▸ TRECHO SELECIONADO
Revisitando obras antigas mais uma vez

Me lembro de um dia, por volta de 2012, em que eu tinha um pedaço de papel preto e tinta nanquim colorida. Queria fazer alguma coisa que desse um contraste no fundo preto, algo tão iluminado que me fizesse compreender aquilo ali como algo especial e não como uma prática qualquer.
Talvez fosse tarde demais para que eu pudesse compreender que o processo de produzir arte não tem um ponto final, muito menos um ponto inicial. Talvez por isso fosse chamado de processo. É algo que é desenvolvido no fluxo de ideias e de pr´áticas, e que pode ou não ter um desfecho. Muitas vezes o desfecho é justamente começar outro projeto a partir de reflexões no decorrer do processo. Algo como a construção de algo a partir do que já existe, desenvolver ideias e conceitos utilizando o passado ou o presente (ou as ruínas do velho) como ponto de partida.
Tudo pode ser melhorado ou piorado, pode agradar ou desagradar, pode gerar uma reflexão profunda ou um mero desdém. Pode afetar e ser afetado. O universo artístico tem muito disso de lidar com a sensibilidade do observador, que nem sempre é um mero espectador, mas pode atuar junto de determinada obra, como se fosse uma intervenção eterna.
Talvez a busca por um desfecho perfeito de fato não exista. Ela não termina quando colocamos um ponto final. Nós que produzimos, finalizamos nossas obras com vírgulas, ponto-vírgulas ou reticências. Nós significamos algo em nossa produção que pode ter outros significados a depender de quem vê, de todo um contexto, e talvez nem tenha significados para muitos. Então porque buscar o ideal individual, se a produção só faz sentido se compartilhada, só serve como potência se sai de nossos espaços de trabalho, de nossas reflexões, de nossos cadernos.

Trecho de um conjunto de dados
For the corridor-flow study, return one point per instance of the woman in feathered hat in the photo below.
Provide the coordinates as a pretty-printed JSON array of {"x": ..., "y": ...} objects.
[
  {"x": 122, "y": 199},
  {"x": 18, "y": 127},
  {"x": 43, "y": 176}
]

▸ INSTRUÇÃO ESCRITA 1
Reproduza integralmente todas as linhas dos registros e acrescente 78 a cada coordenada x e y das respostas, mantendo inalterado todo o restante.
▸ INSTRUÇÃO ESCRITA 2
Dê continuidade ao texto sobre o processo de produção artística a partir da última frase apresentada.

▸ RESULTADO 1
For the corridor-flow study, return one point per instance of the woman in feathered hat in the photo below.
Provide the coordinates as a pretty-printed JSON array of {"x": ..., "y": ...} objects.
[
  {"x": 200, "y": 277},
  {"x": 96, "y": 205},
  {"x": 121, "y": 254}
]

▸ RESULTADO 2
Escutando música me sinto conectado com quem canta, com quem toca. Isso me afeta de forma muito profunda. Muitas das minhas produções são em diálogos com as músicas que escuto. Nem sempre concordo, nem sempre discordo. Mas isso me tira do lugar de inércia e me faz refletir sobre várias das questões que permeiam a minha existência. Nós que buscamos sempre as mesmas referências para produzir, não estamos colocando quem somos, não estamos nos abrindo. Nos fechamos em nossa bolha estética/ideológica. Quando nos abrimos à novas experiências, ao diferente, nós comunicamos com algo que conhecemos, ainda que em outros níveis, e com o que desconhecemos. Por isso que gosto de produzir arte, me faz pensar, planejar, refletir, agir. Me faz perder um pouco do medo que tenho em conhecer quem sou de verdade.
Parece um disco arranhado quando escrevo sobre isso, mas o processo é cheio de falhas, linhas tortas, erros, tentativas mal sucedidas e frustrações. Talvez a perfeição que buscamos nos impede de compreender o processo como algo belo, como algo natural e saudável.
Por uma sanidade produtiva livre de julgamento morais. Por uma arte que transpasse a superfície do óbvio. Por uma produção que não seja covarde.

Porque continuar a viver sob moldes de santos e heróis?
Somos desgraçados seres condenados à morte. Pedaços de carne que pensam e sentem prazer.
O melhor a fazer é encarar nossos medos.
O melhor a fazer é encarar que vitoriosos estão longe demais.
A perfeição é um instrumento de tortura.
Negamos nossa humanidade acreditando que é possível não errar, não sofrer, não sangrar.
Quebre os túmulos de seres vivos. Fale sobre seus sentimentos, sobre sentimentos reais.
Cada um traz dentro de si um inferno. Lâmina fria, em sua carne. A imagem na escuridão.
Criados sob o signo do medo e autocondenação.
Criamos a pureza para ter o que buscar por toda nossa existência.
Algo para temer (pecado, castigo, aberração, diferença).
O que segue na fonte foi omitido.